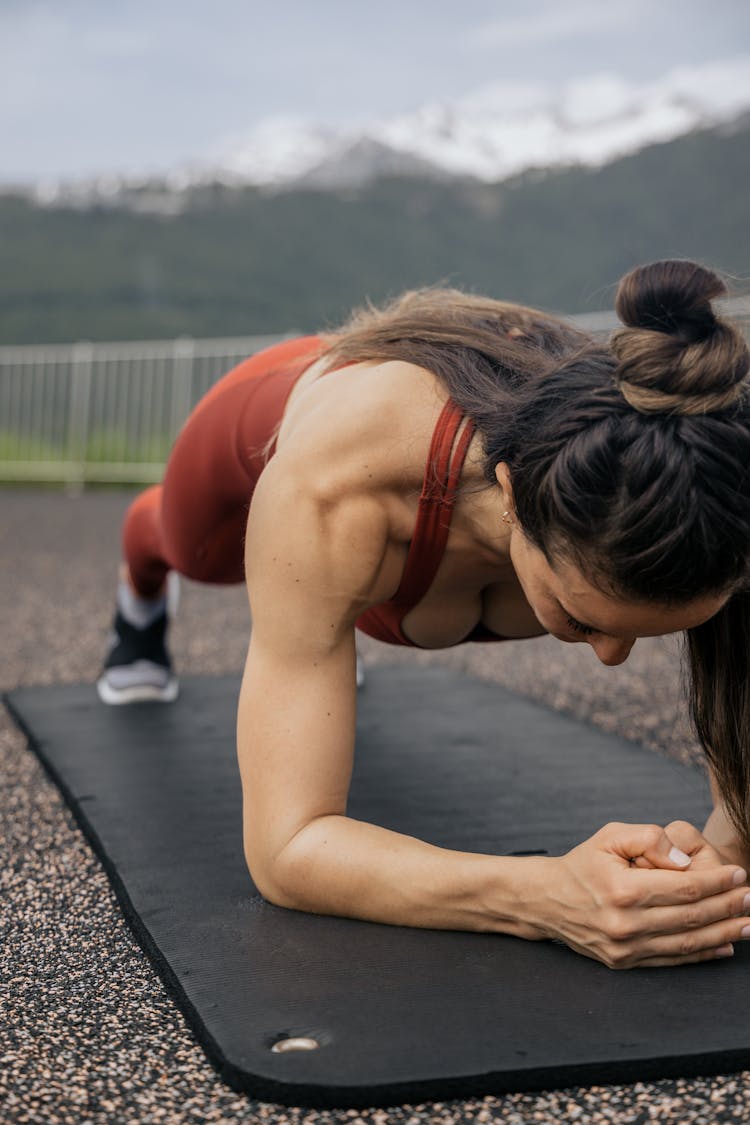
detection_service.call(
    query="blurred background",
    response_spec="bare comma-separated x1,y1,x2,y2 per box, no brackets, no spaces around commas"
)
+===+
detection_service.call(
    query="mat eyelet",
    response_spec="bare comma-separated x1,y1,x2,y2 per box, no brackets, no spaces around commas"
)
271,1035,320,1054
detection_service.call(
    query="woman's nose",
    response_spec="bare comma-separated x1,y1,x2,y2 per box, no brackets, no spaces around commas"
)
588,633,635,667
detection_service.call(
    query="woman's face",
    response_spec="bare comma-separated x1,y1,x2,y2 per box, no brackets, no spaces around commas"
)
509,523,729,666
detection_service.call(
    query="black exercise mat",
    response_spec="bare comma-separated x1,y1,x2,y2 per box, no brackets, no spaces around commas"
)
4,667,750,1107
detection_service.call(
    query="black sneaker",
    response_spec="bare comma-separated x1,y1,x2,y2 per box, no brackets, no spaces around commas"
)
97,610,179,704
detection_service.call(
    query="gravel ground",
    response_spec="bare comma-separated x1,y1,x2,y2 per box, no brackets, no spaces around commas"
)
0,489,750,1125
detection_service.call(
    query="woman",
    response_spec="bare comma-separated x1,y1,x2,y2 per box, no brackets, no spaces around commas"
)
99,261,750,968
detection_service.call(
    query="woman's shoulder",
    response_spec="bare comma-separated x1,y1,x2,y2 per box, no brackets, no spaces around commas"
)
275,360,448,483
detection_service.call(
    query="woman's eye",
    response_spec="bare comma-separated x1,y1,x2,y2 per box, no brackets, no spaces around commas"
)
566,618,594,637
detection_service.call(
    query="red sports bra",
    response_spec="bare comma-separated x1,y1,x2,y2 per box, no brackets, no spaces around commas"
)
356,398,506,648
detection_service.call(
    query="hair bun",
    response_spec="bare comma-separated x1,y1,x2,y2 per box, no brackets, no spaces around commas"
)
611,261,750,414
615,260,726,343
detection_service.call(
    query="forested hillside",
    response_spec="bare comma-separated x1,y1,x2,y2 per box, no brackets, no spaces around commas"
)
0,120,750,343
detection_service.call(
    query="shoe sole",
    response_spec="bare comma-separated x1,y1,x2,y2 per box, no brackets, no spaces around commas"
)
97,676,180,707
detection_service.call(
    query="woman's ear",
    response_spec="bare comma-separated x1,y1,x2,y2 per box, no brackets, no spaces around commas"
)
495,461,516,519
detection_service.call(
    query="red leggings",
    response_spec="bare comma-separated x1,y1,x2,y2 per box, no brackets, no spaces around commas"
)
+===+
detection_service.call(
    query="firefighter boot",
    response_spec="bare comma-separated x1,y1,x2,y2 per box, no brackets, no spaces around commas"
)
+===+
INSTRUCTION:
Find each line in the listing above that contains the word "black", and copy those lines.

EXPECTED ANSWER:
    query="black exercise mat",
    query="black sneaker",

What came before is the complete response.